» **Given exercise**
Every line of the records below should be restated exactly.

» **Data**
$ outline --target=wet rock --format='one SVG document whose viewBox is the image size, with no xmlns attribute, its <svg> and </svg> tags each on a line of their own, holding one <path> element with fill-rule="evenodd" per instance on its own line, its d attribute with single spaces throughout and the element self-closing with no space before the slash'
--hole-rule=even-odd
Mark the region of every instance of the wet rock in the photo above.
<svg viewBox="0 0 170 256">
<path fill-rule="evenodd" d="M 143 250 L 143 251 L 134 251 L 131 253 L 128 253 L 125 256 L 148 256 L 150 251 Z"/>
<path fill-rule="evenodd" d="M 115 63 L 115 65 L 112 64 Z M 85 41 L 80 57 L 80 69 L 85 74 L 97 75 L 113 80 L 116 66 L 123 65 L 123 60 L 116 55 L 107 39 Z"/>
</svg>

» **Exercise solution**
$ outline --target=wet rock --format='one SVG document whose viewBox is the image size, with no xmlns attribute, its <svg> and </svg> tags each on a line of their own, holding one <path> element with fill-rule="evenodd" per instance on its own line, its d attribute with single spaces throughout and the element self-closing with no space before the slash'
--hole-rule=even-odd
Mark the region of every instance of the wet rock in the photo above.
<svg viewBox="0 0 170 256">
<path fill-rule="evenodd" d="M 143 250 L 143 251 L 134 251 L 131 253 L 128 253 L 125 256 L 148 256 L 150 251 Z"/>
<path fill-rule="evenodd" d="M 115 63 L 115 65 L 112 64 Z M 85 41 L 80 57 L 80 69 L 85 74 L 97 75 L 113 80 L 116 66 L 123 65 L 123 60 L 116 55 L 107 39 Z"/>
</svg>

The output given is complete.